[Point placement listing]

▼

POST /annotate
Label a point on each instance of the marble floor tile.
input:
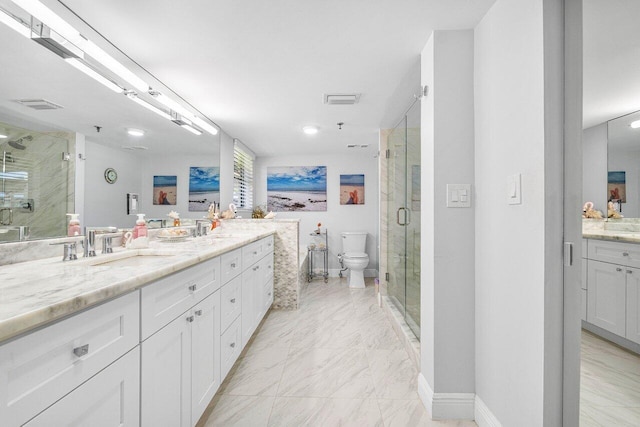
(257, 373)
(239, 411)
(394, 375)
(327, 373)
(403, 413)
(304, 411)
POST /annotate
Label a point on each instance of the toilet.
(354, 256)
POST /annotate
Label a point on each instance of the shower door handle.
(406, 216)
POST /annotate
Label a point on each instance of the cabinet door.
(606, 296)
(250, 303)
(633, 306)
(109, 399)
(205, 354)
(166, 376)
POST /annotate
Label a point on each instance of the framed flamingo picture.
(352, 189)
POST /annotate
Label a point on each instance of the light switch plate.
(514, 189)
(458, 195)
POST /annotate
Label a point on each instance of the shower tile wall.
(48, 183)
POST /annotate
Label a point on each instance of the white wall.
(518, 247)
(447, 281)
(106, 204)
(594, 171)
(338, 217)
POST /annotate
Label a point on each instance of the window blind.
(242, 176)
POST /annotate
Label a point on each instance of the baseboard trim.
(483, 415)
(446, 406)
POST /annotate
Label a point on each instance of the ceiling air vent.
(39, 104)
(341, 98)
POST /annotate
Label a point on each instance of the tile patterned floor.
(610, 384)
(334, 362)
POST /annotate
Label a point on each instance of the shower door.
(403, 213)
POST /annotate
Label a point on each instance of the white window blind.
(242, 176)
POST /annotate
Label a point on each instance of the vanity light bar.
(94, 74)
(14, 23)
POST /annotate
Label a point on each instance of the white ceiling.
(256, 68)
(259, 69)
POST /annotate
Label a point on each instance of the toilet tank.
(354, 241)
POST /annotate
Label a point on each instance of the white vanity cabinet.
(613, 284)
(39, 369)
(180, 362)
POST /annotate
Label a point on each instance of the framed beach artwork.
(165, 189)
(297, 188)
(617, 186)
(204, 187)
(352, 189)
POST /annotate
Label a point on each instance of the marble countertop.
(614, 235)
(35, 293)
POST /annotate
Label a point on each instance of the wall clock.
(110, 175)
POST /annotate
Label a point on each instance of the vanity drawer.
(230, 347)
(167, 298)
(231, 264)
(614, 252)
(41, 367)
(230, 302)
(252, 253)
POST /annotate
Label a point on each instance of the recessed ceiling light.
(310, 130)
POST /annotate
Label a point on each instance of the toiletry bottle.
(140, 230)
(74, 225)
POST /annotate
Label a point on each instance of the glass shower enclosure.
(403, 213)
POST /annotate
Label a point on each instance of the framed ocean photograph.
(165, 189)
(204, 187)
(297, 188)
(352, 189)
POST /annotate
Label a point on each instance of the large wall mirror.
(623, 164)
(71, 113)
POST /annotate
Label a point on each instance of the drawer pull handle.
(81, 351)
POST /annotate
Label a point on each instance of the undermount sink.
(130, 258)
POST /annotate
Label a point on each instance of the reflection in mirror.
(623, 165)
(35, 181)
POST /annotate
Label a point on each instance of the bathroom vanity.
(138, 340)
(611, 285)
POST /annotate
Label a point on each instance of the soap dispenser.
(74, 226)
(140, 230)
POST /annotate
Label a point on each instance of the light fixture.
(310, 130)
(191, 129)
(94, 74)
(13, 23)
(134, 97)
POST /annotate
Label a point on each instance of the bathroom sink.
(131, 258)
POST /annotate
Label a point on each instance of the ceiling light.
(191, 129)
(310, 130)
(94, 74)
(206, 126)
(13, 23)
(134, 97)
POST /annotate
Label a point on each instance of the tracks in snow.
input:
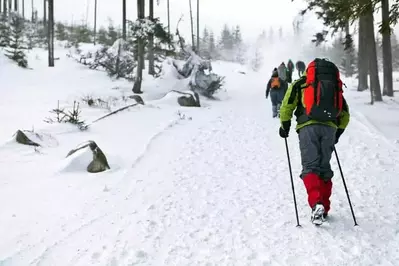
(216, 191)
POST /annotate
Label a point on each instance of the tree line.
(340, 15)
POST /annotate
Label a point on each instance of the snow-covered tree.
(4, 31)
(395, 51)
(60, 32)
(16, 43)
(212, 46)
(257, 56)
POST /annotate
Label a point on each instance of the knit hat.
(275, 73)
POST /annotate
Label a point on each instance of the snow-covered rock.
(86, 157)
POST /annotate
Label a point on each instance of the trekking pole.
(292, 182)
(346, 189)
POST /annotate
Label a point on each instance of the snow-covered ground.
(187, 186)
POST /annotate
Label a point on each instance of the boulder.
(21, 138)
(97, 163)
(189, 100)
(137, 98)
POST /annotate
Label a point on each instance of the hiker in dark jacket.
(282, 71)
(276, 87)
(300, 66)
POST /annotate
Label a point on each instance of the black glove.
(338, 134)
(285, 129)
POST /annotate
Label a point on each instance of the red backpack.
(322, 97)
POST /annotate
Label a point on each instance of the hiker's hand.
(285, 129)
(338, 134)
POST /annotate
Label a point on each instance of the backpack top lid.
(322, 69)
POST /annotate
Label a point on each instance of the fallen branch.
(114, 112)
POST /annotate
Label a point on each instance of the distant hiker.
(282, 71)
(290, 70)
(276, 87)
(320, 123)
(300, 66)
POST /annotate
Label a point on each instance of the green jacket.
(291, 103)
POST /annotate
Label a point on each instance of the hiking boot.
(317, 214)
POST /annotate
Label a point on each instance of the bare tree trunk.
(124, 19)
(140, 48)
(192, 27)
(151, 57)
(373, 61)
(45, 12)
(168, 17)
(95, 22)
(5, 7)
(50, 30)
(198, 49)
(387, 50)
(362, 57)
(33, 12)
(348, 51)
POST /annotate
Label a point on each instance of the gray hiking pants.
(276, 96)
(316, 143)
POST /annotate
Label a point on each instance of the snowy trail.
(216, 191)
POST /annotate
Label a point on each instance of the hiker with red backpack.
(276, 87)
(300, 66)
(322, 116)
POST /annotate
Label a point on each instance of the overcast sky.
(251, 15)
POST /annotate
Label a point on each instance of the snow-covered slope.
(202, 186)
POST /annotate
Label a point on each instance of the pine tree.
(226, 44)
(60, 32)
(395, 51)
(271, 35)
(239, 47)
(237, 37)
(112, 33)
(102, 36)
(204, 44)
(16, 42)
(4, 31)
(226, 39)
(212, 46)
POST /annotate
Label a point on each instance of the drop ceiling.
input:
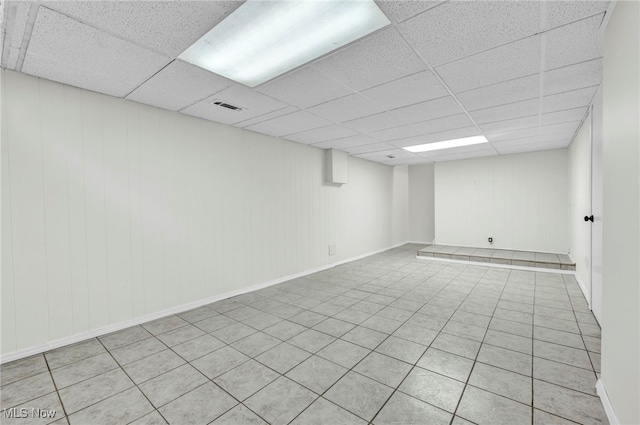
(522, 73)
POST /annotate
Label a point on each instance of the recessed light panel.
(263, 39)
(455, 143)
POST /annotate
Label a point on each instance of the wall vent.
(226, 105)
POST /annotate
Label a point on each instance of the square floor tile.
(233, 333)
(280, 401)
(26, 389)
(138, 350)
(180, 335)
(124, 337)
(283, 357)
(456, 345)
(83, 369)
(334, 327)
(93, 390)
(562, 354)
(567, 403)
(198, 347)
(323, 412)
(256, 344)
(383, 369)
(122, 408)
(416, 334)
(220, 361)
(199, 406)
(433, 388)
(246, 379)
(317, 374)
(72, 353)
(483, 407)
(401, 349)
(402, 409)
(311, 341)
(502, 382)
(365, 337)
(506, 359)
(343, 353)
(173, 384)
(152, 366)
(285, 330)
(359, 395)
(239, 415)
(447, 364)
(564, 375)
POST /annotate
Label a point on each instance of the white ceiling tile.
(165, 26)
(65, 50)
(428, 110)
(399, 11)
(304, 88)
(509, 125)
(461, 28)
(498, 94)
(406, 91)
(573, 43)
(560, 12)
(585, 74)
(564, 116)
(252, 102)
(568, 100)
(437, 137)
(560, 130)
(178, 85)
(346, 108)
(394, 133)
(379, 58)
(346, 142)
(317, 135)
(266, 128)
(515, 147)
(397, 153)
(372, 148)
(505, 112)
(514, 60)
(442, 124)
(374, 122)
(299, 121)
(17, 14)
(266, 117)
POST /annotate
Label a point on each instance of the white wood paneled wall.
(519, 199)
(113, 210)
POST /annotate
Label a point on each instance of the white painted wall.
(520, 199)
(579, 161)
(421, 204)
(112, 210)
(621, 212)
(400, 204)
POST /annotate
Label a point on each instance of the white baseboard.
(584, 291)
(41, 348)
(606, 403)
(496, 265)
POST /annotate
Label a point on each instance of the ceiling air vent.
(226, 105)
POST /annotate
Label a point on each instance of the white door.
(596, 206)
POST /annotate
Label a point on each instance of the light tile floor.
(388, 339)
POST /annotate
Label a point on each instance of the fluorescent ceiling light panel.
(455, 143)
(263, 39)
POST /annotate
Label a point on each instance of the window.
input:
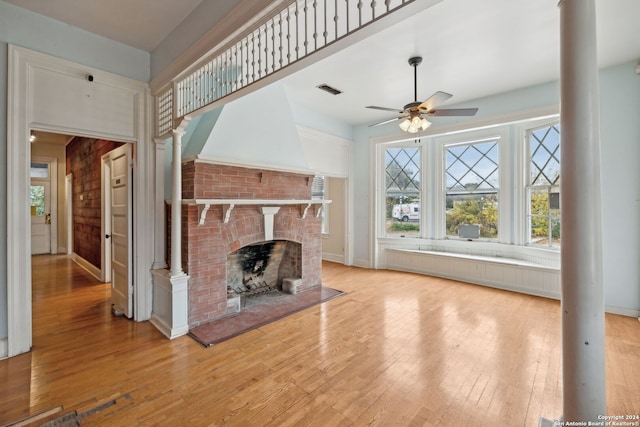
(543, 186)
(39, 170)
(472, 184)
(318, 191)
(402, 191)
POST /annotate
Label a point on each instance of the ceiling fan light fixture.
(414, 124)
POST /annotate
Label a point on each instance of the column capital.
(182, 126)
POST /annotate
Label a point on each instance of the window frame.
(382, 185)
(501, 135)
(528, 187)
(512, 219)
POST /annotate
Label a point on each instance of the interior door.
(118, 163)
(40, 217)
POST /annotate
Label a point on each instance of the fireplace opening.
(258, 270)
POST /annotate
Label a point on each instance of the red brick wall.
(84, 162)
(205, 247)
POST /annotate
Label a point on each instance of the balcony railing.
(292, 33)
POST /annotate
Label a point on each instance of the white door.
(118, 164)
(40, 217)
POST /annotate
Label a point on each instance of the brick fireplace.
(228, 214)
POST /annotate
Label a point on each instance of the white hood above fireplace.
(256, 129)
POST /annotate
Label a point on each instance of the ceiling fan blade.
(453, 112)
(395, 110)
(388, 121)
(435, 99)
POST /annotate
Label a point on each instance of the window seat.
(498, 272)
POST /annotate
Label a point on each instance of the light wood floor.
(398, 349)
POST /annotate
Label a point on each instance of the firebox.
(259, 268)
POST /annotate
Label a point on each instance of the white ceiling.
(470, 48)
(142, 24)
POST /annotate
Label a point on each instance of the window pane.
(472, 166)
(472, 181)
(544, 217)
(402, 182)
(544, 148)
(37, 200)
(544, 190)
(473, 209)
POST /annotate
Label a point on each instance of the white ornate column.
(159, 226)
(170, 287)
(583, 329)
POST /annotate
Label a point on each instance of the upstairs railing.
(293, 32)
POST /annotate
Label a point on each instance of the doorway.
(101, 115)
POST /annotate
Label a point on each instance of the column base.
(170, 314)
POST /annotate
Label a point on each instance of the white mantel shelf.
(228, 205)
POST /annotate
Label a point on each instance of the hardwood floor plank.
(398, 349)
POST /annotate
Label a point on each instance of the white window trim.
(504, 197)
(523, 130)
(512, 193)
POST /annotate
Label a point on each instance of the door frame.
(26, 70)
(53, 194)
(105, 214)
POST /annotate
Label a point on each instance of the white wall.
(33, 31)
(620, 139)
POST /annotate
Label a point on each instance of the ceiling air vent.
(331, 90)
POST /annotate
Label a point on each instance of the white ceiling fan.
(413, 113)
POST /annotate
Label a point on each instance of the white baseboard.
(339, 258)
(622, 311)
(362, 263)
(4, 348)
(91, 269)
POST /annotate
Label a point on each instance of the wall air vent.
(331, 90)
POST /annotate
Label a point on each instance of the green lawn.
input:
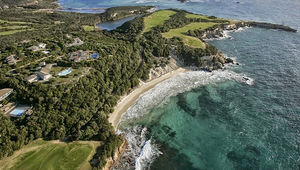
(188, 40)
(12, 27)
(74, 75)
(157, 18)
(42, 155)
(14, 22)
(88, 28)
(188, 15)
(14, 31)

▲

-- Problem requirements --
List each line of the listing that contains the string "framed".

-- The output --
Label a point on each instance of the framed flamingo picture.
Label a point on each instance of the framed beach artwork.
Label a point on each instance of the framed ocean photograph.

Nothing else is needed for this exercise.